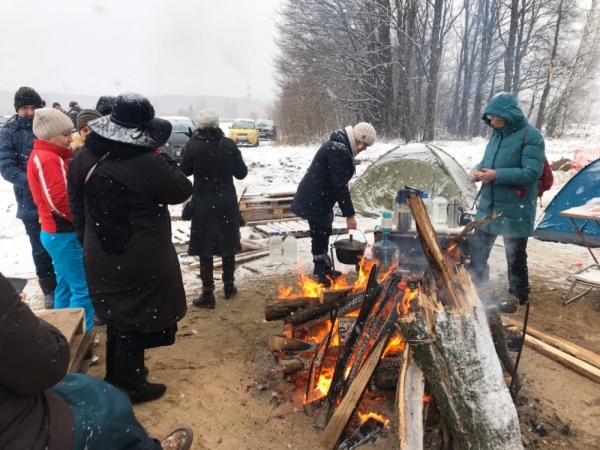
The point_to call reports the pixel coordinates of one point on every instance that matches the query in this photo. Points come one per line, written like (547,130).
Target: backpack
(547,178)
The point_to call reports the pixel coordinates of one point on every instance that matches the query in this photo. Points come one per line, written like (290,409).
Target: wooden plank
(337,424)
(69,321)
(86,341)
(565,346)
(578,366)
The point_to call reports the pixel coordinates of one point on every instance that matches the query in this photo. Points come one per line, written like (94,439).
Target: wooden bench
(71,323)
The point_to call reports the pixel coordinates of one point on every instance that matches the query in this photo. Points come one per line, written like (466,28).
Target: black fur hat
(26,96)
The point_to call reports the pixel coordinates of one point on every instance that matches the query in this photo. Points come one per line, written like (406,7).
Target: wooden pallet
(259,207)
(298,227)
(71,323)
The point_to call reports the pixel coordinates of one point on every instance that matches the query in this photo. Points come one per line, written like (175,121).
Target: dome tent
(420,166)
(577,191)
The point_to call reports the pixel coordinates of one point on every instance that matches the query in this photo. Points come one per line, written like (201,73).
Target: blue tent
(584,186)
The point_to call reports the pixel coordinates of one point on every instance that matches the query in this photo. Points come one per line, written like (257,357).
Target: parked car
(244,131)
(182,127)
(267,129)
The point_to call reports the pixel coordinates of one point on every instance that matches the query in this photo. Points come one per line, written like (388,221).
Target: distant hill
(163,104)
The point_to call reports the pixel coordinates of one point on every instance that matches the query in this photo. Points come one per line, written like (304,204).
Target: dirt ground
(222,380)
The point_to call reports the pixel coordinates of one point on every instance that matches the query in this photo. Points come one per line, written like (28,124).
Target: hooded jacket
(47,175)
(16,144)
(122,218)
(35,356)
(518,165)
(326,182)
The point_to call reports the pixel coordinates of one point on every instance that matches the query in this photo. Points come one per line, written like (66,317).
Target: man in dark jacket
(324,185)
(74,109)
(510,170)
(16,143)
(44,408)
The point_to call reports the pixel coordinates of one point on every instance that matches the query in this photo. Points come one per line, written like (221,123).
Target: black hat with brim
(132,121)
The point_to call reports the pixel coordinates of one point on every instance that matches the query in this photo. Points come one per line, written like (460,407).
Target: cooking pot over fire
(348,250)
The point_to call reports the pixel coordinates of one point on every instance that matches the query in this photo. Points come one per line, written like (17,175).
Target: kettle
(454,212)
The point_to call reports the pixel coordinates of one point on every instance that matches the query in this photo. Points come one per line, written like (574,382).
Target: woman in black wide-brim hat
(119,189)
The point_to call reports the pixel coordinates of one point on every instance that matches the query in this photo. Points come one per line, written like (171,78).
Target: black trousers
(207,268)
(319,238)
(480,247)
(125,352)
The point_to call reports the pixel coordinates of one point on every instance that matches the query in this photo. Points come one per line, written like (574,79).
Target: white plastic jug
(440,211)
(276,249)
(290,249)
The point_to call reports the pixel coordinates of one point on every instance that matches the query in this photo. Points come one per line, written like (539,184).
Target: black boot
(48,286)
(206,300)
(323,270)
(129,376)
(230,290)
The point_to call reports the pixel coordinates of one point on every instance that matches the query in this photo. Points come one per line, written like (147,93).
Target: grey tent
(420,166)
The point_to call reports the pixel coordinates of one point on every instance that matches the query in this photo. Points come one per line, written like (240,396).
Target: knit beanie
(49,122)
(85,116)
(364,132)
(207,119)
(27,96)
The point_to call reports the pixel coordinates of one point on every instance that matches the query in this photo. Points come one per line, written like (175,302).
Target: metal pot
(348,250)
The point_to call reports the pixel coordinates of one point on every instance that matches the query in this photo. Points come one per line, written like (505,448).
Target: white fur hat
(48,122)
(364,132)
(207,118)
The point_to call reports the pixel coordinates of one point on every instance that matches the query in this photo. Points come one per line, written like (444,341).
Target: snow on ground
(274,167)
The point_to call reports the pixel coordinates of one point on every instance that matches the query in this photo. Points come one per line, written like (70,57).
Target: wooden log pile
(447,358)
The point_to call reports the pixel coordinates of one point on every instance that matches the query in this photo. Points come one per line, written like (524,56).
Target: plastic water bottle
(276,249)
(440,211)
(290,249)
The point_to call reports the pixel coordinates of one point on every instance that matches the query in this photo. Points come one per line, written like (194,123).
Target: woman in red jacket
(47,177)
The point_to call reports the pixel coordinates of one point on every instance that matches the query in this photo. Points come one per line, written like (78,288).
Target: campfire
(380,338)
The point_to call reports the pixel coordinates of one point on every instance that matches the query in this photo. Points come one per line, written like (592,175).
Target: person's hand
(474,176)
(351,223)
(487,175)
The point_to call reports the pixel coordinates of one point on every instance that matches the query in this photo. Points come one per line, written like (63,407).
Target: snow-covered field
(272,167)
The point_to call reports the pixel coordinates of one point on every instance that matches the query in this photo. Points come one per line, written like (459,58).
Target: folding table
(588,276)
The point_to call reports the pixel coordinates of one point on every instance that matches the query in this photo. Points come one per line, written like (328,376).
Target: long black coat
(326,182)
(215,226)
(121,215)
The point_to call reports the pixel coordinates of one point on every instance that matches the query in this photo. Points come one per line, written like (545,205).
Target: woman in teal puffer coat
(510,170)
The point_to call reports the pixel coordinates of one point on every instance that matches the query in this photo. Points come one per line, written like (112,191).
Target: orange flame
(309,288)
(371,415)
(324,382)
(395,345)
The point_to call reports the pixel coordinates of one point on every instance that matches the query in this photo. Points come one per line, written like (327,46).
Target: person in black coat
(214,160)
(324,185)
(119,190)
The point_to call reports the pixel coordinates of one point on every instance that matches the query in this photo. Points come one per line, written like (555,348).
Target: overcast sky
(194,47)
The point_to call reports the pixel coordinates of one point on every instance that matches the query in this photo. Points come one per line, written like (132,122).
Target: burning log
(283,308)
(451,342)
(410,394)
(283,344)
(367,431)
(344,305)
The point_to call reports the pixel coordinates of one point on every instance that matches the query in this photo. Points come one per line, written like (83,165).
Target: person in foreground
(324,185)
(46,169)
(214,160)
(44,408)
(119,191)
(510,170)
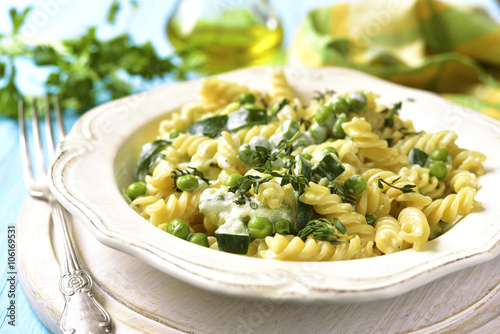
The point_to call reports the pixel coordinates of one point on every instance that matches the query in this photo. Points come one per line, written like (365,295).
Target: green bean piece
(199,239)
(330,149)
(282,226)
(325,116)
(232,180)
(260,227)
(136,189)
(440,154)
(438,169)
(245,98)
(338,130)
(187,183)
(174,133)
(417,157)
(370,219)
(179,228)
(339,105)
(355,184)
(357,102)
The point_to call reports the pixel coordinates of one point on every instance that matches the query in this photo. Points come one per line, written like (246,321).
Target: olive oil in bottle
(226,35)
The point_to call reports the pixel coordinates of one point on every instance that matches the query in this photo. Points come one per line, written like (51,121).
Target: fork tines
(38,152)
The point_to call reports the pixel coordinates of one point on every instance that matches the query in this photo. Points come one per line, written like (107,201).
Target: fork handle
(82,313)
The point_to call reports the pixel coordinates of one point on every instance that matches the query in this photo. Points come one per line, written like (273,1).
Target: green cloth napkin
(442,47)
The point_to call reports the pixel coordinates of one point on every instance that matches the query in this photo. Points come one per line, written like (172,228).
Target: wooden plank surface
(142,299)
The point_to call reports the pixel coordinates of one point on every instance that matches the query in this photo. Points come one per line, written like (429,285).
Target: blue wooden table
(66,19)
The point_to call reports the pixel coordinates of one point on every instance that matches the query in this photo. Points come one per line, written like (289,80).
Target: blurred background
(91,51)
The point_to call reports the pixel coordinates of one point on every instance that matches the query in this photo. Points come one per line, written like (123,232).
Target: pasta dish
(340,177)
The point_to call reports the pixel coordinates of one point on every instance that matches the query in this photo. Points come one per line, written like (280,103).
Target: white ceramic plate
(97,159)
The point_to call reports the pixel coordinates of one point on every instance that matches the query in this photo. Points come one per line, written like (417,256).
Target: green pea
(325,116)
(355,184)
(187,183)
(260,227)
(318,132)
(136,189)
(307,156)
(246,155)
(440,154)
(250,106)
(232,180)
(199,239)
(370,219)
(339,105)
(330,149)
(175,133)
(245,98)
(282,226)
(357,102)
(338,130)
(178,228)
(438,169)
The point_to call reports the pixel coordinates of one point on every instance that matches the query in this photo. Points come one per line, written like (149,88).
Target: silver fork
(81,313)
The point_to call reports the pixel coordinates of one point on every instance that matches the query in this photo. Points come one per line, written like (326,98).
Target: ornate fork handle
(82,313)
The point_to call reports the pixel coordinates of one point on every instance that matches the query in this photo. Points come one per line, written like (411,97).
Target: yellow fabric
(427,44)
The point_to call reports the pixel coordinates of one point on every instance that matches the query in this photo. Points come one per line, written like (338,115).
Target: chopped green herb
(193,171)
(407,188)
(322,96)
(323,230)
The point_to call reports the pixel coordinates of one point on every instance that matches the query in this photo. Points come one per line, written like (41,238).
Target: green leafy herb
(323,230)
(149,155)
(411,134)
(338,188)
(276,108)
(245,184)
(391,112)
(407,188)
(85,70)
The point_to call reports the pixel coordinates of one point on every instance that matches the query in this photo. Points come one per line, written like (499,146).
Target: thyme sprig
(245,184)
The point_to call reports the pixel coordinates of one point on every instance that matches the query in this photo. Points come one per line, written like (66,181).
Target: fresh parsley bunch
(84,70)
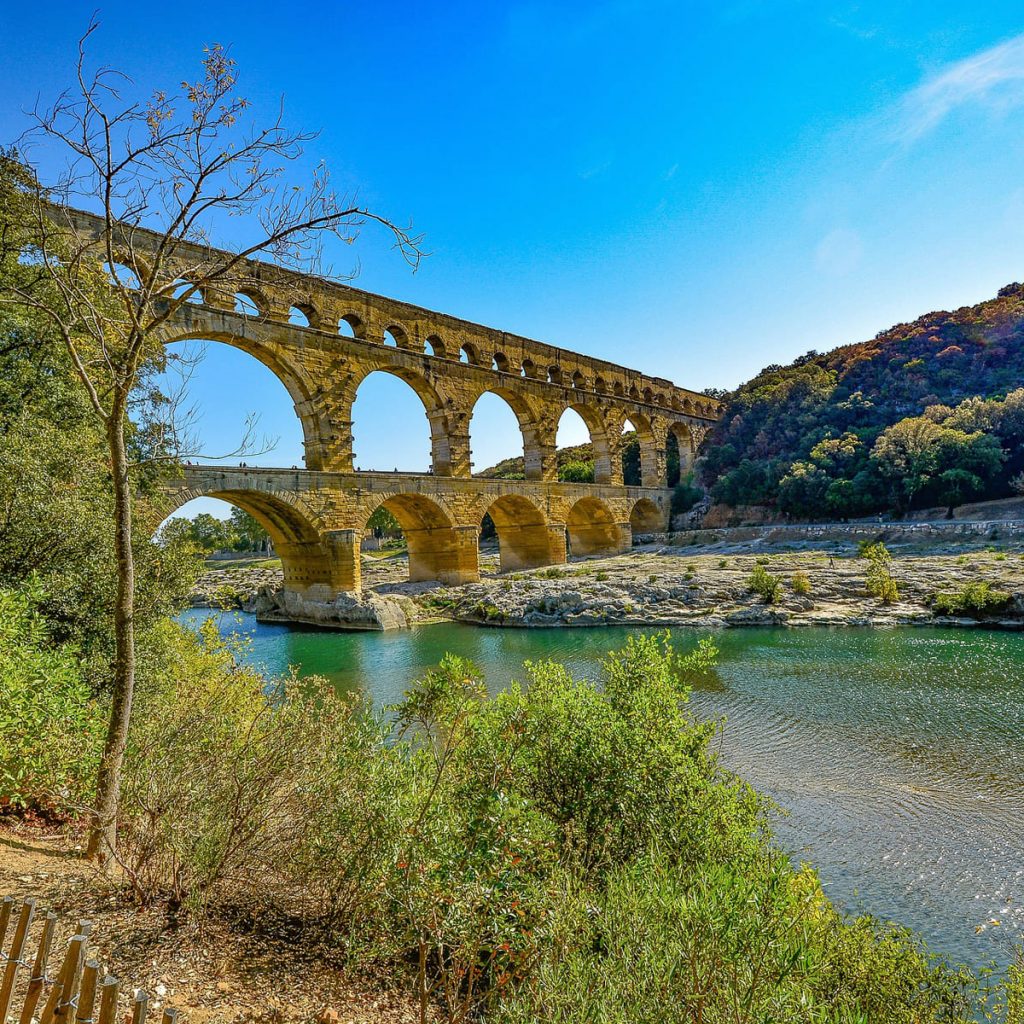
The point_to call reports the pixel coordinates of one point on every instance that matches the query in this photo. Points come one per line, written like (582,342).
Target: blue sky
(696,189)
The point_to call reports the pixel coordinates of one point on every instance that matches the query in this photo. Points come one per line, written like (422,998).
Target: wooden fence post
(14,957)
(139,1007)
(38,979)
(67,984)
(109,1000)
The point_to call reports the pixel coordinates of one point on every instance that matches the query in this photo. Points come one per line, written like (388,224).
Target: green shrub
(762,583)
(800,584)
(974,598)
(879,582)
(684,496)
(51,727)
(745,941)
(553,853)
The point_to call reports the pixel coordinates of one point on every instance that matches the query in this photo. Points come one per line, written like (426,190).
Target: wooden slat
(67,984)
(14,962)
(87,993)
(38,979)
(109,1000)
(5,907)
(139,1008)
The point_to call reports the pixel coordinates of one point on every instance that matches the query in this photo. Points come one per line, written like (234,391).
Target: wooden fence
(76,994)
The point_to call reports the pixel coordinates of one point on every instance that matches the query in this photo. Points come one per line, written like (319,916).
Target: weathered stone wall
(299,326)
(316,519)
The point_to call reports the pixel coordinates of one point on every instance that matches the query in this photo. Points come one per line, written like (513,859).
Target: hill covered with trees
(925,414)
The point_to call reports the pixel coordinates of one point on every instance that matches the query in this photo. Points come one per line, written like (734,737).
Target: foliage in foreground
(50,725)
(879,580)
(564,851)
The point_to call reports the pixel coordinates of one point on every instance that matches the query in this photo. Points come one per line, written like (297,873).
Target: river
(897,755)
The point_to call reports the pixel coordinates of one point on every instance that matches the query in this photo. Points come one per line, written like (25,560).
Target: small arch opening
(523,539)
(122,275)
(432,544)
(497,446)
(182,288)
(350,326)
(630,454)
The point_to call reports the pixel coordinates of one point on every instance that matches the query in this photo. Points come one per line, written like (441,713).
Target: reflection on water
(898,755)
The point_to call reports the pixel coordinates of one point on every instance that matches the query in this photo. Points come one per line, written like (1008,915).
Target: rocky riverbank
(657,585)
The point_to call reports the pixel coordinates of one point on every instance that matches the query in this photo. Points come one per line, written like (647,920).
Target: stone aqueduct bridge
(323,339)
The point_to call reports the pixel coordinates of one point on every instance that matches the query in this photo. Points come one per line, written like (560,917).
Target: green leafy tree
(955,486)
(246,531)
(175,165)
(577,472)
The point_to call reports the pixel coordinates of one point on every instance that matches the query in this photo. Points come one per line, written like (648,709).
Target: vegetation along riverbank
(270,849)
(725,584)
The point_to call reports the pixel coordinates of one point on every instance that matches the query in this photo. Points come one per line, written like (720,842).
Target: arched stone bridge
(317,519)
(322,339)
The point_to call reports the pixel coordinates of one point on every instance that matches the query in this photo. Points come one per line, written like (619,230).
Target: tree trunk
(102,832)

_ _ _ _ _

What is being asked:
Restate word for word the lines of the data above, starting at the line containing "written like (582,342)." and ending at the line containing "written like (426,190).", both included, and nothing more.

Response to this task:
The point_to call reports the pixel coordinates of one point on every instance that matches the query in this photo. Points come one per line, written like (582,342).
Target: blue sky
(696,189)
The point_to call reports the pixel coordinates of one point on every instance that matches the query in this photo. Points come one per line, written like (422,998).
Target: wooden fence post
(14,957)
(139,1007)
(38,979)
(67,984)
(109,1000)
The point_to call reports the pixel coordinates of one point on every instance that matches the query in this photo. Points come one per line, written like (388,224).
Target: green shrub
(762,583)
(800,584)
(974,598)
(879,582)
(684,496)
(51,727)
(745,941)
(553,853)
The point_to call reports the pixel coordinates of one point on every instance that matches the query in this photo. Points come one per line, written like (426,190).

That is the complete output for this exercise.